DOCUMENT SECTION:
———
The Environmental Protection Agency’s has released the results of its 2020 enforcement and compliance efforts and those results offer significant insight that business can benefit from.
In the first 5 months of fiscal year 2020, EPA was on track to significantly exceed traditional numeric metrics in many categories with more compliance monitoring activities in the first 5 months than in any year since 2013, more in assessed penalties the first 5 months than in 7 out of the previous 10 years, more injunctive relief in the first 5 months than in FY 2019, and more concluded cases in the first 5 months than in either FY 2018 or FY 2019.
Then on March 13, 2020, the President declared a national emergency due to SARS-Cov-2 followed by state stay at home orders, federal employees teleworking, many courts closed, and enforcement took a dive. To its credit, like most of us, EPA’s enforcement and compliance assurance program adapted.
———
(Saved data entries)
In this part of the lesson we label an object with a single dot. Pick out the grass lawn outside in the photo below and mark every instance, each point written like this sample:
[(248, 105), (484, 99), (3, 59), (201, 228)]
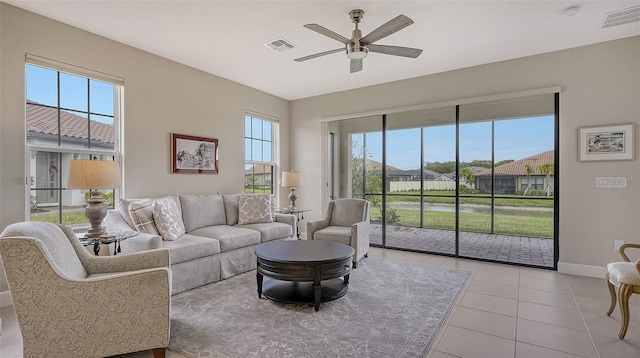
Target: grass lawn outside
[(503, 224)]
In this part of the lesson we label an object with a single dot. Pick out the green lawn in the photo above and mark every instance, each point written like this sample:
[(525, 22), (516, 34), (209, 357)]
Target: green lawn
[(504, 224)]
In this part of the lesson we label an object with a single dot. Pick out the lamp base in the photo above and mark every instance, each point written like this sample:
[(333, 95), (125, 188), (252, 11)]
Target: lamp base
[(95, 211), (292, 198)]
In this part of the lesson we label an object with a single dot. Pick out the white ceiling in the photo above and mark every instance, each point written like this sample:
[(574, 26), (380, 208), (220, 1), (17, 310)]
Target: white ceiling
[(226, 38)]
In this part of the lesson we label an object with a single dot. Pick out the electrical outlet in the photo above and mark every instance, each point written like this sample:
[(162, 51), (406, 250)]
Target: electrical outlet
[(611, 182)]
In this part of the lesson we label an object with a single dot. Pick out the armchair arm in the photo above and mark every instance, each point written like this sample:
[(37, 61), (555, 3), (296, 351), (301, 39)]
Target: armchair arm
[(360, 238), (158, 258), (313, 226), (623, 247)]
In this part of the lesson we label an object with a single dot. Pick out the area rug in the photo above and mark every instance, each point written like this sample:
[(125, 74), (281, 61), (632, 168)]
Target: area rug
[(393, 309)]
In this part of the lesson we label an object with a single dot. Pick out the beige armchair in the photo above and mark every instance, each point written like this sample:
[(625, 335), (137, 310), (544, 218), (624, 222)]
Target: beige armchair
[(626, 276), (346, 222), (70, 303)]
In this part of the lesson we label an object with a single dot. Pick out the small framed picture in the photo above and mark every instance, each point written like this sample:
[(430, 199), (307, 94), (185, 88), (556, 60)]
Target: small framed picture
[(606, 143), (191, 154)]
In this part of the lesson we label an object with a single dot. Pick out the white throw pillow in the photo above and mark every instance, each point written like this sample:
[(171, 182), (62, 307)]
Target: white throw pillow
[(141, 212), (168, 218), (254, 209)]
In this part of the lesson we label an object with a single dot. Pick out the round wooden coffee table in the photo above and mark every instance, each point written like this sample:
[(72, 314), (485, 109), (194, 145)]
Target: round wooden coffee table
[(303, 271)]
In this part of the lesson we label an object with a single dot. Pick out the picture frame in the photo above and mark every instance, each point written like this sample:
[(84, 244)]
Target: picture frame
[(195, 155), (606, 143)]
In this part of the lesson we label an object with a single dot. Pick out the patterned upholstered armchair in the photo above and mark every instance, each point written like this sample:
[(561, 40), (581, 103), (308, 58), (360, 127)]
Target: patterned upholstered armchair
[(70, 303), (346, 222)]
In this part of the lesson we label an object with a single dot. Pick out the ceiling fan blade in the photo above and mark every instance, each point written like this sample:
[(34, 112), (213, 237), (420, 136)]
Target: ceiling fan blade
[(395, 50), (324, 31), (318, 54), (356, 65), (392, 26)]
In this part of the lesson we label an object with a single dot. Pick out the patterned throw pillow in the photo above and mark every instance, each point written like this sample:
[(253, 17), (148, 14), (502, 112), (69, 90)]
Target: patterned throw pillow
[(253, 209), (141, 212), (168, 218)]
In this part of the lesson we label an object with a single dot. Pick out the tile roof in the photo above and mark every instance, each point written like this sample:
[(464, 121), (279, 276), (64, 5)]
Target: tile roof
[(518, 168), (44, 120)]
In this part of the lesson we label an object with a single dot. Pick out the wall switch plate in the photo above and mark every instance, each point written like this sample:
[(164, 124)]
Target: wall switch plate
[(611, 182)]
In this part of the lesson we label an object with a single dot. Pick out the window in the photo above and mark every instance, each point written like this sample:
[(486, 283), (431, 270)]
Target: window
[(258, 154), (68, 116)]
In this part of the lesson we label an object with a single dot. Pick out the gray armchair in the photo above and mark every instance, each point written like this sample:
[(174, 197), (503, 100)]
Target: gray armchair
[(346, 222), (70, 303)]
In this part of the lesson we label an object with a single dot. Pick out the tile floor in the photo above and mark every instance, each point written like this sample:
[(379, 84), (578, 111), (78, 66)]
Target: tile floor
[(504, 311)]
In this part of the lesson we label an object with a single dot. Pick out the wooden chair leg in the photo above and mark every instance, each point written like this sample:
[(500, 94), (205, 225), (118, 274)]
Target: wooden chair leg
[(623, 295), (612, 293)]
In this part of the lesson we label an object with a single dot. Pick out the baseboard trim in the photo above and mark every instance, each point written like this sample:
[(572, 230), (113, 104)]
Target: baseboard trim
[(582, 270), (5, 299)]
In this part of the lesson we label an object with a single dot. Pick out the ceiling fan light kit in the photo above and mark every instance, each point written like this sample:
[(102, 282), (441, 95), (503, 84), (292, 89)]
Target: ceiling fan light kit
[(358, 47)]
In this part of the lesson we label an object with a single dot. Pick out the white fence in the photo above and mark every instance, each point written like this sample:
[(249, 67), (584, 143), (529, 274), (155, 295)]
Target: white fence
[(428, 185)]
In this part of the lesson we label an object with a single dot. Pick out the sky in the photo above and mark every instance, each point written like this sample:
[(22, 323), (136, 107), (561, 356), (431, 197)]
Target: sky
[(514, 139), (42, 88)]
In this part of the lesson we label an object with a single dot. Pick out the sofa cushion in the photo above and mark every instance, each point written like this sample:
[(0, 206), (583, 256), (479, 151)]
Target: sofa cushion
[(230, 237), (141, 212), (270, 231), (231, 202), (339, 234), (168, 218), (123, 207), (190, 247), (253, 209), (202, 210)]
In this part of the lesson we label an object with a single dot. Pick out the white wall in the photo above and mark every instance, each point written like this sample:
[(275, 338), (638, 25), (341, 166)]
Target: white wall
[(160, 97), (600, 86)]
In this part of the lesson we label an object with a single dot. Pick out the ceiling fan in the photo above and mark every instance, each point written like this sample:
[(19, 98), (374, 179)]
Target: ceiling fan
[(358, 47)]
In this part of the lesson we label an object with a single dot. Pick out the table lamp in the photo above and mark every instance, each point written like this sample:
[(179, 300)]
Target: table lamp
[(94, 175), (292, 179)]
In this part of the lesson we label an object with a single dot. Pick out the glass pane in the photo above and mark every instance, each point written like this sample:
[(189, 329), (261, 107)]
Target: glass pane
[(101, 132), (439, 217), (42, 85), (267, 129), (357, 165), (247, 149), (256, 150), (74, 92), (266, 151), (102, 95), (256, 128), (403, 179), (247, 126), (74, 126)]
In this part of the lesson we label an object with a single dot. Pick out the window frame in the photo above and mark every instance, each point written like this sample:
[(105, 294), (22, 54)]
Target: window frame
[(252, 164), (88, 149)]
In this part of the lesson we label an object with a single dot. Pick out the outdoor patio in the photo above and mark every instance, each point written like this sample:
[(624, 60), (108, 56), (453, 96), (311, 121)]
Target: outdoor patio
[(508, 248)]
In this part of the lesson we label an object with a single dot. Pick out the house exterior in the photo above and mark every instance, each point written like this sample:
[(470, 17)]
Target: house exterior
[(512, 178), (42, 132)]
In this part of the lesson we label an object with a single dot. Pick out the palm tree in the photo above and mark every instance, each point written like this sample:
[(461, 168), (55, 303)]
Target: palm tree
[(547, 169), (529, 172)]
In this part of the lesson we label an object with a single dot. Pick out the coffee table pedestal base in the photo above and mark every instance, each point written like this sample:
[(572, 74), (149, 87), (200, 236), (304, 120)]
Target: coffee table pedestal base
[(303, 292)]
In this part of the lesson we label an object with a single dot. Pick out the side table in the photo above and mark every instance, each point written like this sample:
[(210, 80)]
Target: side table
———
ACTION ITEM A:
Please decide whether each statement below agrees with the EPA enforcement text above the rows, answering yes or no and quoting the deciding words. (i) The national emergency over SARS-Cov-2 was declared on March 13, 2020. (ii) EPA concluded more cases in the first 5 months of fiscal year 2020 than in either FY 2018 or FY 2019. (iii) EPA's assessed penalties in the first 5 months of fiscal year 2020 were higher than in every one of the previous 10 years.
ACTION ITEM B:
Pick up the EPA enforcement text, not the rows, right after its last sentence and write the next few sentences.

WRITTEN RESPONSE A:
(i) Yes: "Then on March 13, 2020, the President declared a national emergency due to SARS-Cov-2"
(ii) Yes: "more concluded cases in the first 5 months than in either FY 2018 or FY 2019"
(iii) No: "more in assessed penalties the first 5 months than in 7 out of the previous 10 years"

WRITTEN RESPONSE B:
Good for the agency, but disappointing for our society, in FY 2020 among the agency’s priority cases were an onslaught of violations of the Federal Insecticide, Fungicide, and Rodenticide Act (FIFRA) by persons hoping to cash in on the fear of the coronavirus by making fraudulent claims that their products or devices kill that virus.
The quick take on EPA’s other FY 2020 enforcement and compliance achievements include:
Commitments to reduce, treat, or eliminate over 426 million pounds of pollution, the most in a single year since 2015.
Proper treatment, minimization, or disposal of 1.6 billion pounds of hazardous and non-hazardous waste, more than all but two of the past eight years.
Clean up of 104 million cubic yards of contaminated soil and water, more than in FY 2019.
Prevention of 18.2 million pounds of air pollutants by preventing, reducing, treating, or eliminating emissions from vehicle and engine air sources through resolution of 31 civil enforcement cases for tampering and aftermarket defeat devices—the most for any one year in the agency’s history.
247 new criminal cases opened, 77 more than in FY 2019 and the most since 2014.
Superfund response and cash-out settlements of over $636 million for cleanup work, $65 million more than FY 2019, as well as $178.4 million for EPA’s costs.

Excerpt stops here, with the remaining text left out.